:: Do this ::
Express all of the data below as a two-column CSV with the headers instruction and answer. Give each instruction and its answer their own row, with both fields quoted and any line breaks changed to spaces.

• • • • •

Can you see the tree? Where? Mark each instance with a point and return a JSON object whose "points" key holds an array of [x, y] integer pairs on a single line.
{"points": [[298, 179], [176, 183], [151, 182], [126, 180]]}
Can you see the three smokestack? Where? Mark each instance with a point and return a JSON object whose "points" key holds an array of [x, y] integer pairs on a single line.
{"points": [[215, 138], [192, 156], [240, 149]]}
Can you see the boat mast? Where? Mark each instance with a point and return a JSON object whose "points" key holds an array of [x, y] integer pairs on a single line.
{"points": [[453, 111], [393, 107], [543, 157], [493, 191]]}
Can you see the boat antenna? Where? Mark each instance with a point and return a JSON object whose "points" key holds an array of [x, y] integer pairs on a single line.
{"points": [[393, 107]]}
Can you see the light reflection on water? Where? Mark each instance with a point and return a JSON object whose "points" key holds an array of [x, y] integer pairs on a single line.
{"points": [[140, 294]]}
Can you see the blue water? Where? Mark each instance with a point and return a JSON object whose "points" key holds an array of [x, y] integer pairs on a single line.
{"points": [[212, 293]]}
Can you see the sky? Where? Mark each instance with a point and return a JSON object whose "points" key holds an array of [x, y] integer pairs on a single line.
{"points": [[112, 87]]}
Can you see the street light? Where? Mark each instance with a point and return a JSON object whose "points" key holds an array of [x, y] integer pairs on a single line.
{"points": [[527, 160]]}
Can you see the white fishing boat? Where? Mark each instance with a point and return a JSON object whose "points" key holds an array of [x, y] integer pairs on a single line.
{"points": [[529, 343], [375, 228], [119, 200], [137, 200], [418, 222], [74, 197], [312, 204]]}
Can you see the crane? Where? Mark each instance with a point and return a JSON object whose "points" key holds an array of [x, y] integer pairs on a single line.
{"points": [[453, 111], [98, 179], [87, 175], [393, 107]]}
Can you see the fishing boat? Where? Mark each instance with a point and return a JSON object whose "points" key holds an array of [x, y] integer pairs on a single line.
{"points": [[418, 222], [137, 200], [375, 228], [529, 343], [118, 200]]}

• • • • •

:: Response below ::
instruction,answer
"Can you see the tree? Where? Mark each instance with a point and return a JSON object whose ""points"" key holds an array of [x, y] integer pairs on a single line.","{""points"": [[298, 179], [176, 183], [151, 182], [126, 180]]}"
"Can you see the three smokestack? Where? Mark each instance with a point and return a JSON object whose ""points"" key holds an array of [x, y] integer pairs on a single line.","{""points"": [[215, 138], [192, 156], [240, 149]]}"
"Can you see the boat mast? Where? Mark each instance with a point and return a JSON object whose ""points"" key holds an array of [x, y] integer pairs on a single line.","{""points"": [[453, 111], [393, 107], [543, 157], [493, 191]]}"
"Can you see the boat antenna? Where? Mark each instance with a point and return a JSON object whose ""points"" key holds an array of [x, y] integer pairs on a single line.","{""points"": [[393, 107]]}"
"Can you see the light reflection on water? Where? Mark each instance with a point and return a JSON object whose ""points"" key holds an array of [x, y] integer pairs on a single line.","{""points"": [[140, 294]]}"
"Can you see the blue water? Where? Mark each instance with a point and return a JSON object whose ""points"" key holds an array of [x, y] integer pairs on a single line.","{""points"": [[212, 293]]}"
"Can you see the sky? Where? Mark each instance with a point and return a JSON object whose ""points"" key holds an array of [x, y] integer pairs on a single line.","{""points"": [[112, 87]]}"
"Can you see the street light? Where? Mark each instance with a point and return a JSON object whose ""points"" key holds an array of [x, y] integer pairs on a single line.","{""points"": [[527, 160]]}"
"Can you see the white fishing boat? Where? Mark each instance with a point and return a JSON object whose ""points"" key holds an array of [x, y] integer pairs on a single line.","{""points"": [[529, 343], [375, 228], [119, 200], [137, 200], [418, 222], [74, 197], [312, 204]]}"
"Can you see the crane? Where? Mark each instance with a point and return a JSON object whose ""points"" key holds an array of [x, y] integer pairs on a single line.","{""points"": [[453, 111], [98, 179], [87, 175], [393, 107]]}"
"Can you see the fishing boat? Where? Mark each instance with a point and return a JSON object whose ""points"" key holds an array of [x, y] integer pairs on a single line.","{""points"": [[418, 222], [137, 200], [375, 228], [529, 343], [118, 200]]}"